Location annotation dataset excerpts
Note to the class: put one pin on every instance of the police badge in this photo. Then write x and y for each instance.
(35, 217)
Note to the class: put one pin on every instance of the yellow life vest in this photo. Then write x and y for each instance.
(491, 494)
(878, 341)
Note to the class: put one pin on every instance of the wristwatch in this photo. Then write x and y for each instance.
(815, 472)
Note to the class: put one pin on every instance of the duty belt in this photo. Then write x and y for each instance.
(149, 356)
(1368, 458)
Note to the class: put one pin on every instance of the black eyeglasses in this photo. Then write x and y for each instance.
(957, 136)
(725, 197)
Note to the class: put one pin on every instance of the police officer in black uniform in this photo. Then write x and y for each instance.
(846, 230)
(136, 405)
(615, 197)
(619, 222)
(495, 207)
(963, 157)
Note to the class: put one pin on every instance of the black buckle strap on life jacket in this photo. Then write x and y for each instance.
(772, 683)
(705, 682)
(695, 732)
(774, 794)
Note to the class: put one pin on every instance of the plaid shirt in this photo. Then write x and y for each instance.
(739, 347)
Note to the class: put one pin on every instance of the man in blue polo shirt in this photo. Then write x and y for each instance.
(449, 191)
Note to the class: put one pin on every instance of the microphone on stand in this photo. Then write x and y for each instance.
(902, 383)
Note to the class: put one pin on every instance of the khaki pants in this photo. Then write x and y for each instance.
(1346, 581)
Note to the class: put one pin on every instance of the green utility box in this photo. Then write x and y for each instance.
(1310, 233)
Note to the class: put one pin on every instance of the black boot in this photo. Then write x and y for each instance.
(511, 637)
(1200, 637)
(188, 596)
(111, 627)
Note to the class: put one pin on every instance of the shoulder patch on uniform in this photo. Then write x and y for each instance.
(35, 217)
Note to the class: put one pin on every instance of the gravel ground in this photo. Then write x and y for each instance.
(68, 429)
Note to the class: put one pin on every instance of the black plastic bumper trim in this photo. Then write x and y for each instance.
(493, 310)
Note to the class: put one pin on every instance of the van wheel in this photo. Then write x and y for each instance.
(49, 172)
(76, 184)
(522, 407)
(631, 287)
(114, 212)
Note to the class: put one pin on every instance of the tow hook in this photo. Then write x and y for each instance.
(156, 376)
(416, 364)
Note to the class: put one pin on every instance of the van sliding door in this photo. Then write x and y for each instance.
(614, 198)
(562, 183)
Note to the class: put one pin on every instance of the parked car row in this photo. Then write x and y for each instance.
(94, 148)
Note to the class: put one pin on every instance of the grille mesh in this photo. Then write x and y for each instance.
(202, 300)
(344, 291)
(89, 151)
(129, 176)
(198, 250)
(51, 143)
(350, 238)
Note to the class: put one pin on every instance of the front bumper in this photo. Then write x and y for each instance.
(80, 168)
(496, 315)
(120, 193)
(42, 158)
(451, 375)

Goal of the exercise → Return all of the data word for word.

Solution below →
Note to the class: put one pin on every instance of the police badge in this photo. Then write x and y for each instance.
(35, 217)
Note to the class: put one pin on every instance of the yellow life vest in this photo. Then write x and y for each instance.
(491, 494)
(878, 341)
Note to the class: put one pin on every instance of the wristwatch in this photo. Then write x and y for each instance.
(815, 472)
Note to the class: put one pin on every instance of the duty belt in this photo. Then write x and y for each instance.
(149, 356)
(1368, 458)
Note to the class: put one pin on every instance of the black eyeglasses in this photo. Then write x and y for each instance.
(957, 136)
(725, 197)
Note to the class: put one pin on every instance of the police officer in black uniform in this photo. Then write x and y for each instance.
(846, 230)
(136, 405)
(615, 197)
(619, 222)
(495, 207)
(963, 157)
Note to the class: put one pin on every instance of the black buckle strap on life jacket in this photo. Then write x and y for each instance.
(772, 683)
(705, 682)
(695, 732)
(774, 794)
Note to the class: put one pin on every instance of the plaid shirt in this photo. Then write x and y for each instance.
(739, 347)
Note to the class: put one pin on every instance of the man in blue polo shirt in this photo. Then write x and y for each instance.
(449, 191)
Note to the class: put one pin on every instance of the microphone on stand in this photo. Then write x and y for each instance.
(902, 383)
Note to the class: put one pin on every instance of the khaki pants in this photo. Then write x and y for each instance.
(1346, 581)
Note to the class: put one pin on every instance of the green utility box in this photo. Then write x and y for each instance.
(1310, 233)
Note to the class: put one pin on every instance of the black boot in this photo. Then write x and y for each instance.
(511, 637)
(1200, 637)
(188, 596)
(111, 627)
Note to the class: put one pin on every instance of the shoulder patch on uniform in this photo. Then write x and y for each instance.
(35, 217)
Note to the class: put one pin on every instance of the gravel ground in this photo. Then write x and y for each instance.
(68, 429)
Note to the class: put one pin on every instance of the black plastic bumper trim in this photo. Then write x and y for each instance.
(493, 310)
Note to the class: put one pin on every instance of the van wheel in this photo. Then write x and y for each instance.
(49, 172)
(76, 184)
(522, 407)
(631, 287)
(114, 212)
Note to the class: put one pin on every instance of the tow hook in this photo. Then write x and y for each instance.
(156, 376)
(416, 364)
Note to the class: put one pin on every instance of the van sliding door in this photo. Then write x and y for each instance.
(614, 198)
(562, 183)
Note to the class: put one pin on every instance of the parked car row in this photo. Then write x and y for each instance.
(94, 148)
Note to the class: put one pin on every instance of the grille mesh in this photo. Then write x and y for each instance.
(202, 300)
(344, 291)
(89, 151)
(129, 176)
(198, 250)
(51, 143)
(350, 238)
Note to the class: put one pin on every instance of the front bumper in this photo. Then write x and y for each instance.
(80, 168)
(496, 315)
(120, 193)
(42, 158)
(451, 375)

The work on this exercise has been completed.